GIVEN PASSAGE Start Marker
Getting Started

This library is primarily intended to automate the collection, post-processing and integration of biomedical data stored in public online databases. It is hoped that this effort will catalyze new insights and understanding by transforming multiple, distinct data repositories into unified datasets which are highly amenable to data analysis.

BioVida aims to curate a broad range of biomedical information. In areas such as diagnostics and genomics, this involves drawing on the work of others, such as the impressive work by the Disease Ontology and DisGeNET teams. In the case of image data however, BioVida itself performs the ‘heavy lifting’ involved in collecting and processing raw data from sources. This is made possible by combining traditional programmatic solutions with recent advances in machine learning, namely convolutional neural networks.

The guide below provides a brief introduction to getting started with BioVida.


Python Package Index:

$ pip install biovida

Latest Build:

$ pip install git+git://

Note: if you are using python on macOS or linux with Python 3, you may wish to use pip3 install instead.


BioVida requires: beautiful soup, h5py, keras, lxml, numpy, pandas, pillow, pydicom, requests, scikit-image, scipy, theano and tqdm.

The installer will automatically install all of these packages.


  1. Keras is used to power the convolutional neural networks in this project.
  2. To use scipy on macOS (formerly OSX) you will need gcc, which can be obtained with homebrew via. $ brew install gcc. If you do not have homebrew installed, it can be installed by following the instructions provided here.
GIVEN PASSAGE End Marker
EXCERPTED DATA Start Marker
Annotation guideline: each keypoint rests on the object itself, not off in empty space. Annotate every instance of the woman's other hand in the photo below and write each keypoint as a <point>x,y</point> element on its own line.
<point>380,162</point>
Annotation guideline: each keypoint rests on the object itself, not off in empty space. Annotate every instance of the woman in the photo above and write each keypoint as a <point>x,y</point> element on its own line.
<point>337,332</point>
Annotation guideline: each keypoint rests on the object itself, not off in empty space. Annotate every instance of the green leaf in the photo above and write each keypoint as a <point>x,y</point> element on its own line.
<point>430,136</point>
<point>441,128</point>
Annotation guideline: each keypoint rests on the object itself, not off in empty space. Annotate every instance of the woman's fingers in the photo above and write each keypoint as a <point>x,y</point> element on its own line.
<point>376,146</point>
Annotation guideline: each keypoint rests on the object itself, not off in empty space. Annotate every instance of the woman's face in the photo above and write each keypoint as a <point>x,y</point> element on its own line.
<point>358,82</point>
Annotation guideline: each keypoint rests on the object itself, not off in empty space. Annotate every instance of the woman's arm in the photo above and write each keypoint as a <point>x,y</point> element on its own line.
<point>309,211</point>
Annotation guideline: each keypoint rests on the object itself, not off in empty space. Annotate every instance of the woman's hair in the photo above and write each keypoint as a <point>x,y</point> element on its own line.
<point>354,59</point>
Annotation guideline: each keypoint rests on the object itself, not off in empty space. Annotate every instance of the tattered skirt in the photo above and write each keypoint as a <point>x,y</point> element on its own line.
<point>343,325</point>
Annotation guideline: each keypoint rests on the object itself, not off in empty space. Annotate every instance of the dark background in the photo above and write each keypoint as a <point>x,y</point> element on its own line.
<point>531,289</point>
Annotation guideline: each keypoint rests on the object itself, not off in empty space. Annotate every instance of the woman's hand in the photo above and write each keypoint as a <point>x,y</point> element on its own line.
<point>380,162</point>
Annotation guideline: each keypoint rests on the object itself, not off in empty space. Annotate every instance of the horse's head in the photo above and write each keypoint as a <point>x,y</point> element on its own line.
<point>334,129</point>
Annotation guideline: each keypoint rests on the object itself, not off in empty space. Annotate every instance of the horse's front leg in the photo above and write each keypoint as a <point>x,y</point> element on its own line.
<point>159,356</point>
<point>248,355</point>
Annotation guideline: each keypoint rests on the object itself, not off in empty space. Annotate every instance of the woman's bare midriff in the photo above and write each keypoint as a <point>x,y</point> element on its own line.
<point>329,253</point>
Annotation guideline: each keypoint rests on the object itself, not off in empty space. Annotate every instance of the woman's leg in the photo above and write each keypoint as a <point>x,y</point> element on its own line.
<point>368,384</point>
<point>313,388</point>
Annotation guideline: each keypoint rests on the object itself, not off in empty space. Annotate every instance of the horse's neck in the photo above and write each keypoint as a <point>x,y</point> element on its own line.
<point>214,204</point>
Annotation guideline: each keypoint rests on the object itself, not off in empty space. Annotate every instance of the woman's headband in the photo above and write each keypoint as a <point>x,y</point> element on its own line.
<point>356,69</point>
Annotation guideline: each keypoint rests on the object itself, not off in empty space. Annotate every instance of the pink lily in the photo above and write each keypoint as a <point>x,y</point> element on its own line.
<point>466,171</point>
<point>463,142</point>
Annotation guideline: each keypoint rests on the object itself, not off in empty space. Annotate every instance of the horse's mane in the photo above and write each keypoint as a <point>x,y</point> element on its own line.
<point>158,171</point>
EXCERPTED DATA End Marker
:: ABOUT THIS EXERCISE ::
Could you reproduce the BioVida guide above word for word, from "Note: if you" up to and including "of these packages."?

:: ANSWER BOX ::
Note: if you are using python on macOS or linux with Python 3, you may wish to use pip3 install instead.


BioVida requires: beautiful soup, h5py, keras, lxml, numpy, pandas, pillow, pydicom, requests, scikit-image, scipy, theano and tqdm.

The installer will automatically install all of these packages.